___ RECORD SET
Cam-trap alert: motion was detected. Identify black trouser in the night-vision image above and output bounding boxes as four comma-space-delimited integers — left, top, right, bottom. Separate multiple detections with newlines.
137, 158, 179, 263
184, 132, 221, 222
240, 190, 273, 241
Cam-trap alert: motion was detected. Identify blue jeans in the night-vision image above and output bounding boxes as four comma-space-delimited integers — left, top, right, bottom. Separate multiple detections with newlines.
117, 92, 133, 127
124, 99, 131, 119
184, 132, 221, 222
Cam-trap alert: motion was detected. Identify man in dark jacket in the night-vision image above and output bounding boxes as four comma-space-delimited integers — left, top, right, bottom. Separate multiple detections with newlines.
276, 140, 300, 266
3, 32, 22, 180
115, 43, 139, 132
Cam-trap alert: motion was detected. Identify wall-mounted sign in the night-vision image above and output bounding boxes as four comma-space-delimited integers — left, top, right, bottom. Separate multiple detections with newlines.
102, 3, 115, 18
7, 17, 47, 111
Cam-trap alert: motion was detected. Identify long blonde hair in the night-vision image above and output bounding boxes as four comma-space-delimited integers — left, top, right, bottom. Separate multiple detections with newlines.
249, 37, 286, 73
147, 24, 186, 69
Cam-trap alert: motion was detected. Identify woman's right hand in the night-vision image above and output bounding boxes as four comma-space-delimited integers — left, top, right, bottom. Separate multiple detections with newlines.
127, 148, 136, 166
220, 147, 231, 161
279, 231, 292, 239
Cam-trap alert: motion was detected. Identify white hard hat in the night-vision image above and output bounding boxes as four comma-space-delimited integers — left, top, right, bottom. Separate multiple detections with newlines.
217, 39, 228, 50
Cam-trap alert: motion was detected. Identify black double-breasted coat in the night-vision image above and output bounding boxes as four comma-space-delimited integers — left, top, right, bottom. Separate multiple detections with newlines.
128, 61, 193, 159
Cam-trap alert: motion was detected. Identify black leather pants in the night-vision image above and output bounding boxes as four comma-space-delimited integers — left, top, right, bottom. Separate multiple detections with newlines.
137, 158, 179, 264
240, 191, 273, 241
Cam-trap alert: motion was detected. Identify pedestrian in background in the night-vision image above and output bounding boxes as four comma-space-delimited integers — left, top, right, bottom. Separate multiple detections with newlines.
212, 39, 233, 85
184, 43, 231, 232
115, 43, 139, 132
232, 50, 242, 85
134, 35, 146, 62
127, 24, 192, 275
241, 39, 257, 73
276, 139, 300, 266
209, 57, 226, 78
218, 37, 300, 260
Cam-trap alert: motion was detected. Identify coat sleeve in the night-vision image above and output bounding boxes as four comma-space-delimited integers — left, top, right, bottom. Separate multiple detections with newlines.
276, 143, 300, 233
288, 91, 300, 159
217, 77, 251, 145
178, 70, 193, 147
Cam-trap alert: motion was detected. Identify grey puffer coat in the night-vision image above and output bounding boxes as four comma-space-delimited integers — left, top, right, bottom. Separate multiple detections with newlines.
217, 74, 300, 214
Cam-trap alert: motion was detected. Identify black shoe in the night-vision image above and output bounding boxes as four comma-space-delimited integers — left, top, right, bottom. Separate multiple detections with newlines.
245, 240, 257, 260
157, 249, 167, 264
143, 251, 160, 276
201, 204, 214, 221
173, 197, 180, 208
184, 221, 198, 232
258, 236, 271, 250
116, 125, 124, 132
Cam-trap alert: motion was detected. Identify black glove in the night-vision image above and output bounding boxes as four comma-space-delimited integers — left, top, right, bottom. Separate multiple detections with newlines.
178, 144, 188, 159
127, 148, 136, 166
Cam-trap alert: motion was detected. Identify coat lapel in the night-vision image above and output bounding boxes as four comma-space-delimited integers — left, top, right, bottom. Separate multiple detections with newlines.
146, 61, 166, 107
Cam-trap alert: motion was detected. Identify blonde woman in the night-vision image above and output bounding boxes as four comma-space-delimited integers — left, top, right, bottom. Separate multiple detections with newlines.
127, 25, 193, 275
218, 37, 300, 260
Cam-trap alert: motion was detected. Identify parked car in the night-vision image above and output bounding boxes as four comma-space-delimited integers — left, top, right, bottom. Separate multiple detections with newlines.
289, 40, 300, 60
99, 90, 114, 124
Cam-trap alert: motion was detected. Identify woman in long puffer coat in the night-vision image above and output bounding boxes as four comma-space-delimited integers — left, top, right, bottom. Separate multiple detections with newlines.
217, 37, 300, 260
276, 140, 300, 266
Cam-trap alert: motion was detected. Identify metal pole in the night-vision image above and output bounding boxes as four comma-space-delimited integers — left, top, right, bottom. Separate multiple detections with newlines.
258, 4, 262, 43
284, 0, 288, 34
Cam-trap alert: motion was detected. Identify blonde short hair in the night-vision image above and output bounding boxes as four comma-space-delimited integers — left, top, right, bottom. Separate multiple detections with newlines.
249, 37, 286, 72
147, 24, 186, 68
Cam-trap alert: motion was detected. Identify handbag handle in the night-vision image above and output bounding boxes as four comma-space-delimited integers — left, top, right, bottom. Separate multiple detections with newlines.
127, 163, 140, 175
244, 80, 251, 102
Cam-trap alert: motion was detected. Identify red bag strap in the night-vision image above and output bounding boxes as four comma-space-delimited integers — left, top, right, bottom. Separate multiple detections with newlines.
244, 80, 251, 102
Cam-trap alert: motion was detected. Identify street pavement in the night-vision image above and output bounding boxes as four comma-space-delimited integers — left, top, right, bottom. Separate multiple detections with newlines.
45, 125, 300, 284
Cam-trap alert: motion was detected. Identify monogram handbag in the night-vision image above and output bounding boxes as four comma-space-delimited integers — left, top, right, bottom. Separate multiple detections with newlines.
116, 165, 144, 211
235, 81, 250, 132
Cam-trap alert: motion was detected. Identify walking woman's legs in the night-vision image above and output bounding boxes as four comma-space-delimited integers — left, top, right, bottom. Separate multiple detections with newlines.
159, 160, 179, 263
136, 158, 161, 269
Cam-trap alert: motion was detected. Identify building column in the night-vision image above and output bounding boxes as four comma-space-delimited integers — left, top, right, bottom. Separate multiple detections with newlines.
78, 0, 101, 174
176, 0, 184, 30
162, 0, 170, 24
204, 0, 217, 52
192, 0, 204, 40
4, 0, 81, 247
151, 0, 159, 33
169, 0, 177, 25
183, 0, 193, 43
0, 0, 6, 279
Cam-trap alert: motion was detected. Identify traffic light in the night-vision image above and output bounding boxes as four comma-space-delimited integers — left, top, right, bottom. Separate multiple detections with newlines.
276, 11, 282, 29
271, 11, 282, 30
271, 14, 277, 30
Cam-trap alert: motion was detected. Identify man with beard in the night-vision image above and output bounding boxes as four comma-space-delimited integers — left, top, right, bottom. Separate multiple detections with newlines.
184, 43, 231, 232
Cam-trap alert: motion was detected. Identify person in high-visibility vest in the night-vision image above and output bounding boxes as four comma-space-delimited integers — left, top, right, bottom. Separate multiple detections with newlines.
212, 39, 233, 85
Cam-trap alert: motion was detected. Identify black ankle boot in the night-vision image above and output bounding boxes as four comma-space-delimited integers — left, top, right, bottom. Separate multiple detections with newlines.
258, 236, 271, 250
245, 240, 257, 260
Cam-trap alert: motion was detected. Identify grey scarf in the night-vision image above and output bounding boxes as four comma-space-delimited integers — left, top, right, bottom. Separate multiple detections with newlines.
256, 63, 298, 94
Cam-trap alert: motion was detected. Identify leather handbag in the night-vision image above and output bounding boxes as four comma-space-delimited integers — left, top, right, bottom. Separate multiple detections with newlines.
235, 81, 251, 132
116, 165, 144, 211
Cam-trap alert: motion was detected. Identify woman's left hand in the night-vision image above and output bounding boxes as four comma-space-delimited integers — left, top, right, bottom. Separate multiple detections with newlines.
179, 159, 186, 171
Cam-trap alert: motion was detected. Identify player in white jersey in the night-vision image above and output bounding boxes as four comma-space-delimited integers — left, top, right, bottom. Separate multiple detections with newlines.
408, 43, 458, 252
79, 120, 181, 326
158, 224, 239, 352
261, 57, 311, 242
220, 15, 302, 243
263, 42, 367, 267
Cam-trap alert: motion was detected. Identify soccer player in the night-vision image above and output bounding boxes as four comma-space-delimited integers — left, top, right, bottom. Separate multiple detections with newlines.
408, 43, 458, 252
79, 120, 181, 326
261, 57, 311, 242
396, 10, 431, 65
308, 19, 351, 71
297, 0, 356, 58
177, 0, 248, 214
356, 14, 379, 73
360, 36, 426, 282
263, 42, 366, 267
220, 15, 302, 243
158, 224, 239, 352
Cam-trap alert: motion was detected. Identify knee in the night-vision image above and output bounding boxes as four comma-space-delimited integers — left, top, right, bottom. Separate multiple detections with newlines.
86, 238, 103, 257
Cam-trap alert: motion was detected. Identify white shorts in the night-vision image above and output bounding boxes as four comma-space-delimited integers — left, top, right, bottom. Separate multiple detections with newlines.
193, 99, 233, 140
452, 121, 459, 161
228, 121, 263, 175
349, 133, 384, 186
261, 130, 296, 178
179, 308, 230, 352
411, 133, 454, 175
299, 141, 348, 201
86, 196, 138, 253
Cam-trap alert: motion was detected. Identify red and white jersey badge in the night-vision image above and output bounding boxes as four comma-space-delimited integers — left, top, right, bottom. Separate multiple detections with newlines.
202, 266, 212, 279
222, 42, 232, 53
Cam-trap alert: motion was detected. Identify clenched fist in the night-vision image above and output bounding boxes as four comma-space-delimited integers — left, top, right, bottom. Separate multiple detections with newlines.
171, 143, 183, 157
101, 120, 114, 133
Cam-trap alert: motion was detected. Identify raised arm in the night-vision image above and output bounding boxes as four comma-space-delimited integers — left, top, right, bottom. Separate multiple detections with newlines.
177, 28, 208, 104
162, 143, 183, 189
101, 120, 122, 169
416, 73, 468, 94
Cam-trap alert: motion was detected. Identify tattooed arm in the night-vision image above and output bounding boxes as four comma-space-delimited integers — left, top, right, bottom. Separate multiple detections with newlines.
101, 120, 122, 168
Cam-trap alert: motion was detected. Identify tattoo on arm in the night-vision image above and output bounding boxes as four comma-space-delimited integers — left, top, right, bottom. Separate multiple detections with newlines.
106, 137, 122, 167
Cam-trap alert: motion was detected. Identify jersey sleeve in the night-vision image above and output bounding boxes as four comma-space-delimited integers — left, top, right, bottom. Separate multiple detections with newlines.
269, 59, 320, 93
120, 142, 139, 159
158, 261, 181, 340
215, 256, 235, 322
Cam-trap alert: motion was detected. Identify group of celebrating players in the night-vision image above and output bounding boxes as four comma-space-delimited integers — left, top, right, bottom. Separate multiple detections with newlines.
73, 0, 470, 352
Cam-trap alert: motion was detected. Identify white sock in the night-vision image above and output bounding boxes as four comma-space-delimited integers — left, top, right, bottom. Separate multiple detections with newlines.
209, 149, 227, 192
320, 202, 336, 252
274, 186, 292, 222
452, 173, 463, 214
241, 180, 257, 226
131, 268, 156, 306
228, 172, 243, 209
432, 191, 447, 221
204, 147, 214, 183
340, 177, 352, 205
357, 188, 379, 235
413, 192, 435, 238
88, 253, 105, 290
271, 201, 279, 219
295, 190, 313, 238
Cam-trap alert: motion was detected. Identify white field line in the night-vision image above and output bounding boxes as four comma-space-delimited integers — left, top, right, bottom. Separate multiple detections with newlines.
______
* _TASK INSTRUCTIONS_
Recast the lines between the one holding "Identify black double-breasted" and the one holding "116, 125, 124, 132", inclusive, as a two-column CSV with the headers input and output. Give one row for each line of text together with the coordinate lines beneath it, with each field quoted and any line breaks turned into spaces.

* _OUTPUT FOR THIS TASK_
input,output
"Cam-trap alert: motion was detected. Identify black double-breasted coat in the night-vision image above and output bounding boxes as four comma-space-delimited integers — left, top, right, bottom. Separate multiple detections with newlines.","128, 61, 193, 159"
"Cam-trap alert: motion was detected. Identify black leather pants in the night-vision image above and output bounding boxes as four comma-space-delimited integers — left, top, right, bottom. Separate multiple detections with newlines.","137, 158, 179, 264 240, 191, 273, 241"
"Cam-trap alert: motion was detected. Identify pedestrian in background in the night-vision image above and output bounding boxes as four comma-space-delimited integers — left, top, right, bottom. Separate multiple detections with newlines.","212, 39, 233, 85 184, 43, 231, 232 115, 43, 139, 132 232, 50, 242, 85 134, 35, 146, 62 127, 24, 192, 275 241, 39, 257, 73 276, 139, 300, 266 209, 57, 226, 78 218, 37, 300, 260"
"Cam-trap alert: motion was detected. Identify coat sleeve in the night-vision image above and output bounding boxes as four comma-space-delimited integers — left, top, right, bottom. Separate multiple detections with newlines.","276, 143, 300, 233 288, 91, 300, 159 217, 77, 251, 145 178, 70, 193, 147"
"Cam-trap alert: motion was detected. Identify grey puffer coat in the night-vision image above and output bounding boxes as four comma-space-delimited integers — left, top, right, bottom. Separate multiple detections with newlines.","217, 74, 300, 214"
"Cam-trap alert: motion was detected. Identify black shoe in the night-vision image above and output bounding boxes as four comma-space-delimited integers — left, top, right, bottom. Separate multiple detections with newlines.","245, 240, 257, 260 157, 249, 167, 264 143, 251, 160, 276 201, 204, 214, 221 173, 197, 180, 208 184, 221, 198, 232 258, 236, 271, 250 116, 125, 124, 132"